Material to process =>
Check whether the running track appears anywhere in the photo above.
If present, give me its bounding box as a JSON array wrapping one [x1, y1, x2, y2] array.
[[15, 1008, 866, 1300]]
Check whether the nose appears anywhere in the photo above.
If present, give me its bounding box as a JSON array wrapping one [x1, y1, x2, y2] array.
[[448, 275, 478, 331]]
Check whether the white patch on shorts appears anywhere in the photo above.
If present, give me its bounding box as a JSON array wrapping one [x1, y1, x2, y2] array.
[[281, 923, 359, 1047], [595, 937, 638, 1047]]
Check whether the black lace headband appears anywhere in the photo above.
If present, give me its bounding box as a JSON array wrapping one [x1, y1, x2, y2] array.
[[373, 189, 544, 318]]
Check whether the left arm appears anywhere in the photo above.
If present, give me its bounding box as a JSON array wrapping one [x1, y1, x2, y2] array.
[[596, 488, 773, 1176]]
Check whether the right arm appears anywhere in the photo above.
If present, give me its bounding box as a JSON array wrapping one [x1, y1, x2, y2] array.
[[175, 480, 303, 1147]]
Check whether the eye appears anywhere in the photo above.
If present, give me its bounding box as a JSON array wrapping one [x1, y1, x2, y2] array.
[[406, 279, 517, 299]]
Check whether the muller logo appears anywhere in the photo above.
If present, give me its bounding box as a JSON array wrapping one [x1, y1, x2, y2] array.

Directive =>
How many lines in the rows above contain the word "running"? Reply with the number alone.

Answer for this exercise =>
1